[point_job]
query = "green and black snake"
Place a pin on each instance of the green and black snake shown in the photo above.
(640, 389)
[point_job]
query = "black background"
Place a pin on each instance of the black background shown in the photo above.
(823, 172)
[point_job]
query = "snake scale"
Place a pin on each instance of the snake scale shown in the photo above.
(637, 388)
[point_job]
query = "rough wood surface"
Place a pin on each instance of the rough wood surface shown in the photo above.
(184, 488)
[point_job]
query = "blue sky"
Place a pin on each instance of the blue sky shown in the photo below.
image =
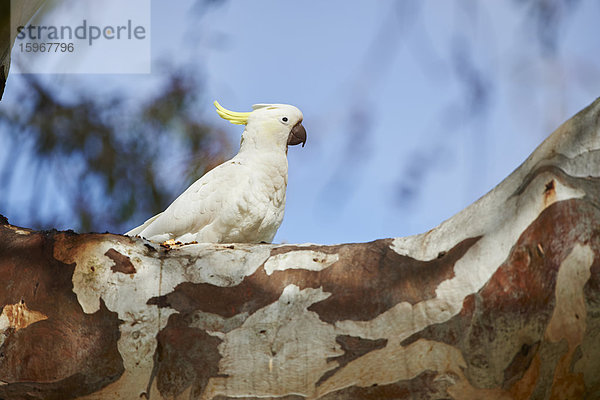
(387, 103)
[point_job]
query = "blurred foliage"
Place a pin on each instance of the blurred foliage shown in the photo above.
(112, 164)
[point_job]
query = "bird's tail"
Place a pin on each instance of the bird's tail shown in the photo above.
(139, 229)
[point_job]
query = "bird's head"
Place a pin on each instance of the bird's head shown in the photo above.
(277, 124)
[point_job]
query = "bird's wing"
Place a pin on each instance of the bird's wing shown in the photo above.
(137, 230)
(200, 204)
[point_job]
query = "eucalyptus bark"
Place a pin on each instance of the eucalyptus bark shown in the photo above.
(502, 301)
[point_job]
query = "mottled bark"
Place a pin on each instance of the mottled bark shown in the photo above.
(502, 301)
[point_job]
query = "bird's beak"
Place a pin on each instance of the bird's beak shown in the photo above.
(297, 135)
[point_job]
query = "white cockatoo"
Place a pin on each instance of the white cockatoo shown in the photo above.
(243, 199)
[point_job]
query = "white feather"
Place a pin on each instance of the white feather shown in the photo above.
(241, 200)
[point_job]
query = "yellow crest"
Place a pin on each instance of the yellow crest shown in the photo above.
(232, 116)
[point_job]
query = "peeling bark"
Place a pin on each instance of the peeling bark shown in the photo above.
(502, 301)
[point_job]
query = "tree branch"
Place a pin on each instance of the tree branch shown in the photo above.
(501, 301)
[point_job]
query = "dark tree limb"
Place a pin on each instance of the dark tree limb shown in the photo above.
(502, 301)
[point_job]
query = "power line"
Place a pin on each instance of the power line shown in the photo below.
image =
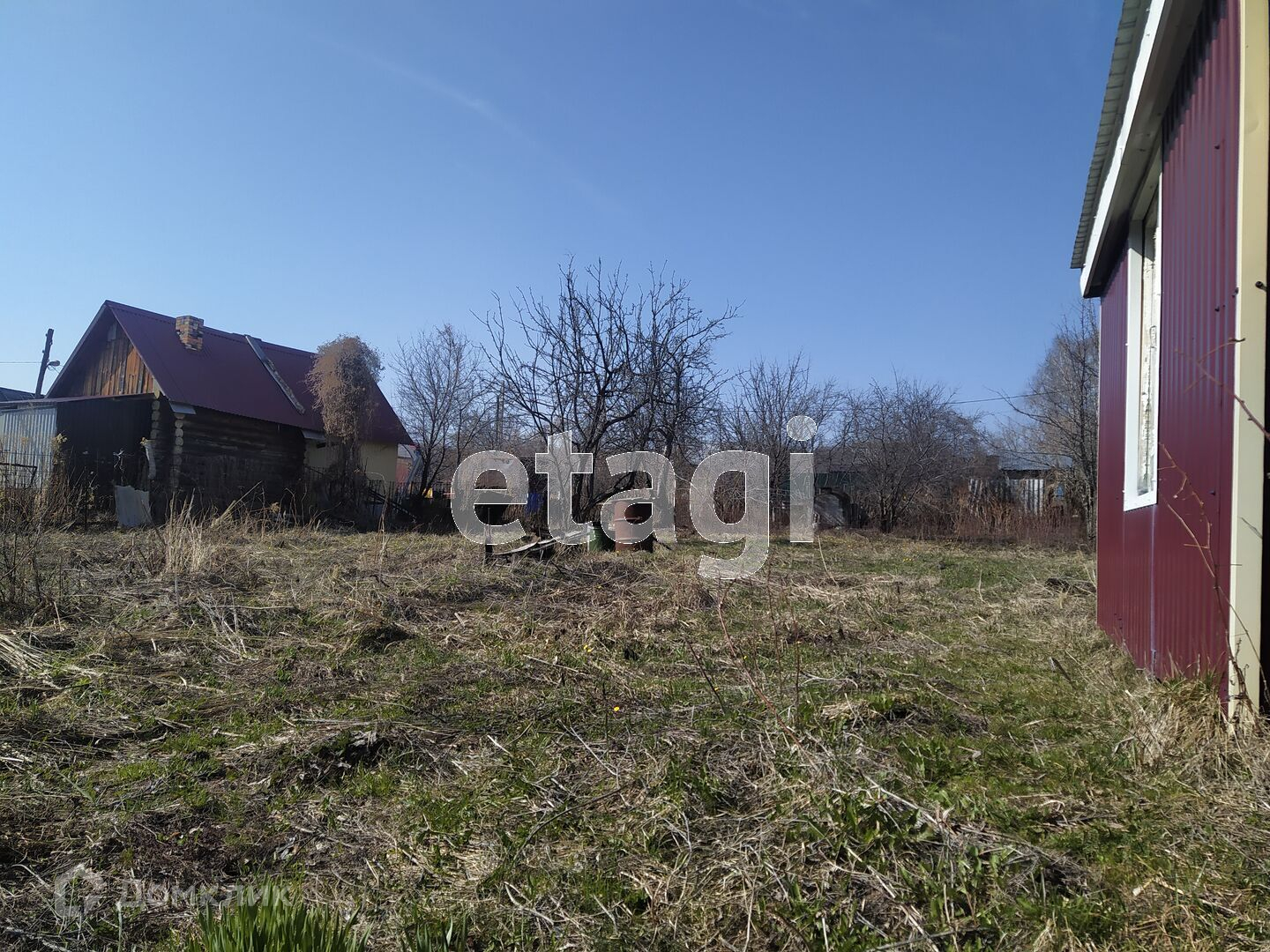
(992, 400)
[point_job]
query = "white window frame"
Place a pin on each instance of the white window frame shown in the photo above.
(1143, 311)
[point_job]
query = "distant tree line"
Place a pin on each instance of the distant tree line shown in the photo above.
(629, 366)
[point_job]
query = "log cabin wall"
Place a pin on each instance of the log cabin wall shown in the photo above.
(113, 367)
(219, 458)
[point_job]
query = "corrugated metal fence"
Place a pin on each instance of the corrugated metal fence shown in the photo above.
(26, 438)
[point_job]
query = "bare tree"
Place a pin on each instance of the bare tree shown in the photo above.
(765, 398)
(908, 447)
(344, 383)
(1062, 406)
(621, 368)
(444, 398)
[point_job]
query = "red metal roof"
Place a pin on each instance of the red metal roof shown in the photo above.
(228, 376)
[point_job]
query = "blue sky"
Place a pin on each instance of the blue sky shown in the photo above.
(879, 184)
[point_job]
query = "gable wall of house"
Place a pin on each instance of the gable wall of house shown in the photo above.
(111, 366)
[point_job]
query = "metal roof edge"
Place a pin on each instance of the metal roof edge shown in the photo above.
(1124, 54)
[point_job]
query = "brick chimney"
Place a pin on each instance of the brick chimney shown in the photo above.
(190, 331)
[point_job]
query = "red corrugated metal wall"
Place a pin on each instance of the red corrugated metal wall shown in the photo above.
(1162, 570)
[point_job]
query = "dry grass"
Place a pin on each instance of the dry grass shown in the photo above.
(880, 744)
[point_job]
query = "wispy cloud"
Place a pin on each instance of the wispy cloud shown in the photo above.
(482, 108)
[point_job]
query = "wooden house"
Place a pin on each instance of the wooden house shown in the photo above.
(188, 412)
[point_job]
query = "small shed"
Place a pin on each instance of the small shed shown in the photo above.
(1172, 240)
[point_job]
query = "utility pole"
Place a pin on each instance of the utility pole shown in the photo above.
(43, 363)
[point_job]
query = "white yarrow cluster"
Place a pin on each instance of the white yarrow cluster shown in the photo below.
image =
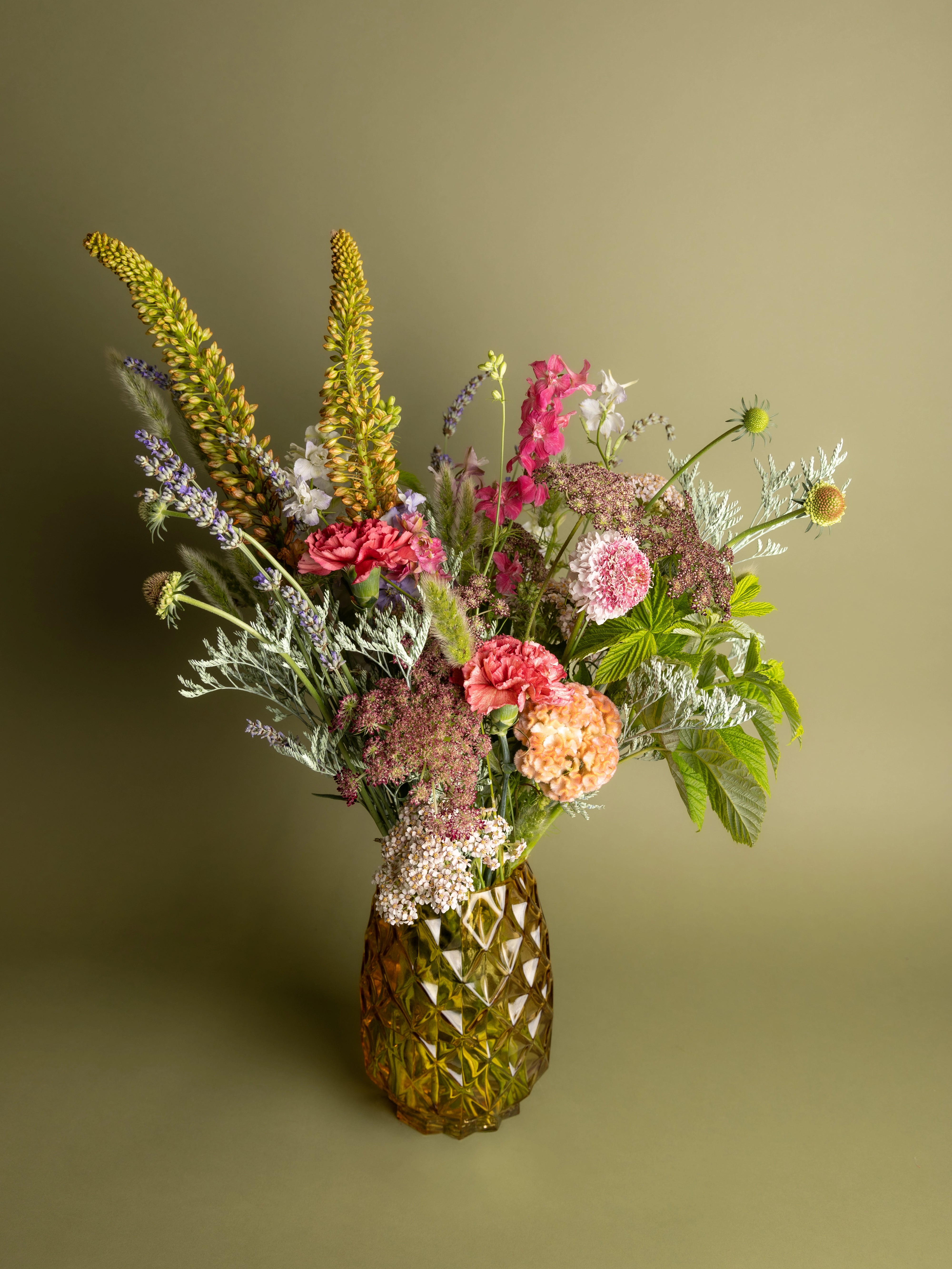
(313, 490)
(421, 866)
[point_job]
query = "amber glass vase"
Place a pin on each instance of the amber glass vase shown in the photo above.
(456, 1011)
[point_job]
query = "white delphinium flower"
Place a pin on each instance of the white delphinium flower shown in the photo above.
(313, 490)
(598, 413)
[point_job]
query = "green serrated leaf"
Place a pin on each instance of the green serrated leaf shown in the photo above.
(743, 601)
(626, 657)
(724, 667)
(690, 659)
(708, 671)
(690, 781)
(754, 687)
(769, 735)
(753, 658)
(738, 800)
(751, 752)
(791, 710)
(597, 637)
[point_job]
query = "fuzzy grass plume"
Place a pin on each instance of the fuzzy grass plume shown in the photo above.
(447, 620)
(356, 424)
(204, 386)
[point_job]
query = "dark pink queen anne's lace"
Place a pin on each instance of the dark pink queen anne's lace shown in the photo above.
(426, 733)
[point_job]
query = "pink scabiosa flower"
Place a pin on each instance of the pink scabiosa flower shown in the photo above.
(506, 672)
(508, 573)
(364, 548)
(612, 575)
(572, 746)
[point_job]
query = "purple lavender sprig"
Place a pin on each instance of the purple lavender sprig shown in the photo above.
(275, 738)
(148, 372)
(451, 419)
(182, 492)
(273, 470)
(313, 625)
(310, 622)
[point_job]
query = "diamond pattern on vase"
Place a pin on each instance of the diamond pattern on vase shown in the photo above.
(483, 914)
(457, 1036)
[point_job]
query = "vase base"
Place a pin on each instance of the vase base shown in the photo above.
(430, 1124)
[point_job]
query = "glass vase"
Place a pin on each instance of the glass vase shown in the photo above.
(456, 1009)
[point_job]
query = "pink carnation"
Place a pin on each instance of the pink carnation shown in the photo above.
(364, 548)
(508, 573)
(505, 672)
(612, 575)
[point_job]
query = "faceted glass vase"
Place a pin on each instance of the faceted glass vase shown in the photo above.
(456, 1009)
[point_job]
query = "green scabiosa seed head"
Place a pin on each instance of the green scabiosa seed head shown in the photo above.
(162, 592)
(826, 504)
(753, 418)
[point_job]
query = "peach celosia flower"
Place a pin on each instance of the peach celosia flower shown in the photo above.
(570, 749)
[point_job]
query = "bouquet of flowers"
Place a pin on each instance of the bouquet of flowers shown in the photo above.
(470, 657)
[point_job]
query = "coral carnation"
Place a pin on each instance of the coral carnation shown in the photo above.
(612, 575)
(570, 748)
(364, 548)
(506, 672)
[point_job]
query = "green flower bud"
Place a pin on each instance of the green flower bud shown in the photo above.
(756, 420)
(367, 591)
(502, 720)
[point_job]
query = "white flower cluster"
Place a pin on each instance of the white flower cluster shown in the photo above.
(423, 866)
(313, 490)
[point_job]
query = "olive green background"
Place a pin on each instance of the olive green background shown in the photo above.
(752, 1047)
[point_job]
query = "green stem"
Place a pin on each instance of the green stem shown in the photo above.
(689, 464)
(268, 556)
(499, 490)
(760, 528)
(574, 637)
(237, 621)
(531, 622)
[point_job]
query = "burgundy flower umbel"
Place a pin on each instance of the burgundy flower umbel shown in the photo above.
(426, 733)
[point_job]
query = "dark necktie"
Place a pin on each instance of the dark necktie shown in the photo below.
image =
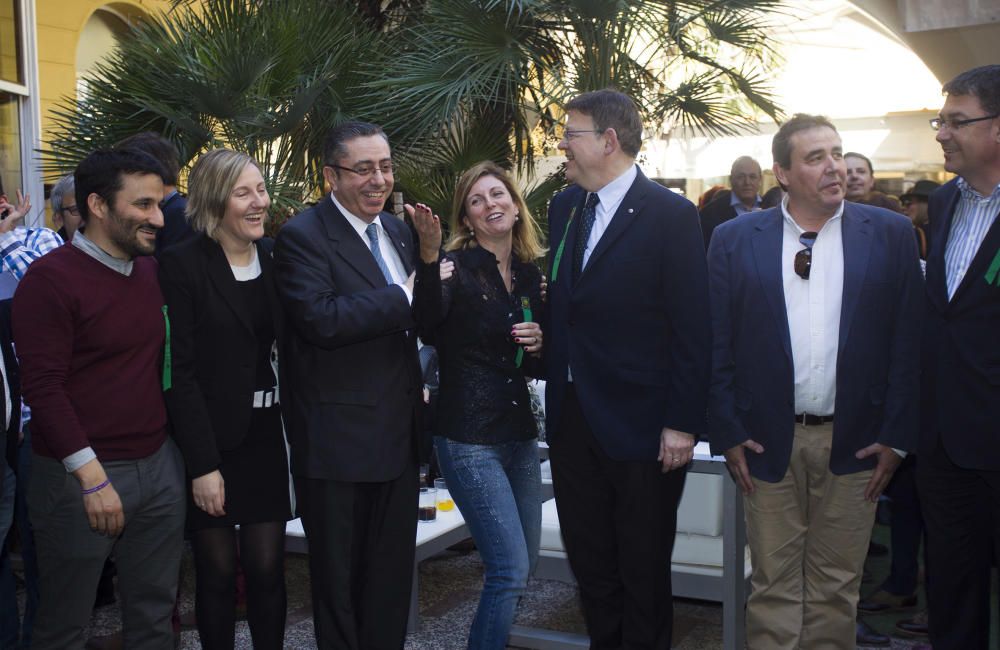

_ _ _

REQUIREMENTS
Your task is to return the entries above exactly, with no pictures.

EXERCISE RESPONSE
[point_job]
query = "green and black snake"
Place a pin on each instance of the green and black snake shown in the photo above.
(640, 389)
[point_job]
query = "black background"
Place a pin on each instance of the black background shown in the photo above.
(823, 172)
[point_job]
query = "snake scale"
Place a pin on each instance of the snake scale shown in the photo above.
(637, 388)
[point_job]
query = "rough wood surface"
Place a pin on each instance of the rough wood surface shown in the photo above.
(184, 488)
[point_job]
query = "blue sky"
Place a pin on each instance of the blue sky shown in the photo below.
image =
(387, 103)
[point_job]
query = "blurred foliage"
Place a pin on each instance of the blurred foliage shown in the photo above.
(112, 164)
[point_job]
query = "bird's tail"
Place a pin on each instance of the bird's tail shown in the photo above.
(139, 229)
[point_job]
query = "bird's head"
Place a pin on each instance of the bird's head shown in the photo above.
(277, 124)
[point_job]
query = "bird's wing"
Place a pin on each instance of the bird's wing shown in the photo above.
(137, 230)
(200, 204)
[point_job]
query = "eucalyptus bark"
Place a pin on each instance of the eucalyptus bark shown in the photo above.
(502, 301)
[point_job]
query = "mottled bark"
Place a pin on each instance of the mottled bark shown in the photo above.
(502, 301)
[point_job]
query = "bird's beak"
Place a pin on each instance of the bird's beak shown in the photo above.
(297, 135)
[point_job]
query = "white cockatoo"
Place a pin on each instance of the white cockatoo shown in the photo above.
(243, 199)
[point_job]
query = "white feather"
Place a pin on each instance of the white feather shown in the photo above.
(241, 200)
[point_job]
query = "yellow crest"
Place a pin on each instance of the yellow crest shown in the photo above.
(232, 116)
[point_job]
query = "peeling bark"
Place a pin on each instance of the peeling bark shown in the photo above.
(502, 301)
[point_job]
query = "tree branch"
Place a pin on each instance of the tree branch shown in the photo above.
(501, 301)
[point_job]
query = "dark tree limb"
Place a pin on each instance of the dark tree limb shown in the photo above.
(502, 301)
[point_job]
query = "power line"
Place a pin on each instance of the power line shown in the photo below.
image =
(992, 400)
[point_job]
query = "white window frame"
Place a pin on each instance of the white window frame shown in the photo above.
(1143, 311)
[point_job]
query = "distant tree line"
Place a pin on each instance of the distant tree line shown in the photo above.
(629, 366)
[point_job]
query = "log cabin wall"
Place a pin on each instance of the log cabin wall shown in the photo above.
(113, 367)
(219, 458)
[point_job]
query = "corrugated metal fence"
Place a pin on each instance of the corrugated metal fence shown in the photo above.
(26, 438)
[point_job]
query = "bare tree"
Place a pin on each instance of the bare tree shown in the photo above.
(765, 398)
(908, 447)
(344, 383)
(1062, 406)
(621, 368)
(444, 398)
[point_job]
query = "red metal roof"
Place a pin on each instance of the red metal roof shown in the photo above.
(228, 376)
[point_job]
query = "blue sky"
Place a pin on each instance of the blue sky shown in the photo above.
(879, 184)
[point_job]
query = "gable wall of house"
Place a pin on each instance of the gable wall of house shown in the photo above.
(111, 366)
[point_job]
query = "metal roof edge"
Place a pin on each instance of the metal roof edge shown in the photo above.
(1124, 54)
[point_job]
query = "brick chimney"
Place a pin on each instance of the brick chimney shown in the photo above.
(190, 331)
[point_job]
query = "red corrugated metal wall"
Place a pin on each instance of the red corrugated metal wall shown in the photo above.
(1162, 570)
[point_job]
query = "dry grass"
Place a pin on each instance of the dry grass shown in the photo above.
(880, 744)
[point_job]
query = "wispy cloud"
Place a pin on each instance of the wispy cloud shown in the photo above.
(482, 108)
[point_job]
query = "wooden house"
Place a pin on each instance of the wooden house shown in the photo above.
(188, 412)
[point_job]
query = "small shed"
Place a pin on each instance of the small shed shown in the photo above.
(1172, 240)
[point_job]
query = "utility pole"
Place a pin on each instance of the utility pole shown in the photo above.
(43, 363)
[point_job]
query = "white yarrow cluster"
Place a pin on each instance of the white yarrow cluster shown in the photo below.
image =
(313, 490)
(421, 866)
[point_job]
query = "amber glass vase"
Place a pin on each instance of the amber glass vase shown in the photo above.
(456, 1011)
[point_job]
query = "white delphinium flower"
Place a pin on each instance of the white delphinium flower shown in the photo above.
(313, 490)
(598, 413)
[point_job]
query = "green serrated leaf"
Place a pin on each instance of the green serrated leaf shown in the photo above.
(743, 601)
(626, 657)
(724, 667)
(690, 659)
(708, 671)
(690, 781)
(754, 687)
(769, 735)
(753, 658)
(738, 800)
(751, 752)
(791, 710)
(597, 637)
[point_job]
query = "fuzzy grass plume"
Place a pin on each instance of the fuzzy grass plume shown in the photo above.
(447, 620)
(356, 424)
(204, 386)
[point_job]
query = "dark pink queen anne's lace"
Place a pin on each instance of the dark pink queen anne's lace shown in the photo above.
(426, 733)
[point_job]
query = "pink scabiosa flower"
Place a pin on each instance of the pink scabiosa flower shown in the photo above.
(506, 672)
(508, 573)
(364, 548)
(612, 575)
(572, 746)
[point_job]
query = "purple lavender sprig"
Place a pin on each instance of the purple lavender sprig shown in the photo above.
(275, 738)
(148, 372)
(451, 419)
(182, 492)
(273, 470)
(313, 625)
(310, 622)
[point_job]
query = "diamond pattern on vase"
Place a pin on each instance of the diamond pattern on vase shown in the photo above.
(483, 914)
(457, 1036)
[point_job]
query = "vase base"
Place a pin on each instance of the vase base shown in the photo above.
(430, 1124)
[point_job]
query = "glass vase"
Place a pin on each instance of the glass vase shown in the photo above.
(456, 1009)
[point_job]
query = "pink carnation"
Place a pin on each instance of the pink carnation shown in the photo above.
(364, 548)
(508, 573)
(505, 672)
(612, 575)
[point_job]
query = "faceted glass vase"
Place a pin on each instance of the faceted glass vase shown in the photo above.
(456, 1009)
[point_job]
query = "green scabiosa seed head"
Place a pin on each instance of the green scabiosa seed head shown in the photo above.
(162, 592)
(826, 504)
(753, 418)
[point_job]
query = "peach celosia flower"
Place a pin on each instance of the peach celosia flower shown in the photo above.
(570, 749)
[point_job]
query = "bouquet of flowers"
Place a pin on each instance of the bouquet of flowers shown in the photo above.
(470, 657)
[point_job]
query = "coral carnation"
Place a pin on each instance of the coral carnation shown in the photo above.
(612, 575)
(570, 748)
(364, 548)
(506, 672)
[point_job]
query = "green flower bud"
Place a pin on each instance of the green flower bud shown in the photo above.
(756, 420)
(367, 591)
(502, 720)
[point_job]
query = "white flower cluster"
Place a pin on each instance of the white flower cluster shown in the photo above.
(423, 866)
(313, 490)
[point_job]
query = "olive green background"
Place a pin on each instance of the olive green background shown in the photo above.
(752, 1047)
[point_job]
query = "green stem"
Place a pin on each instance of the green stem shown in the photo above.
(689, 464)
(268, 556)
(499, 490)
(760, 528)
(574, 637)
(237, 621)
(531, 622)
[point_job]
query = "burgundy flower umbel"
Place a pin on each instance of the burgundy flower umbel shown in the photo above.
(426, 733)
[point_job]
query = "dark necktie"
Place a pin on each instance of the dark necktie shown in the photo below.
image =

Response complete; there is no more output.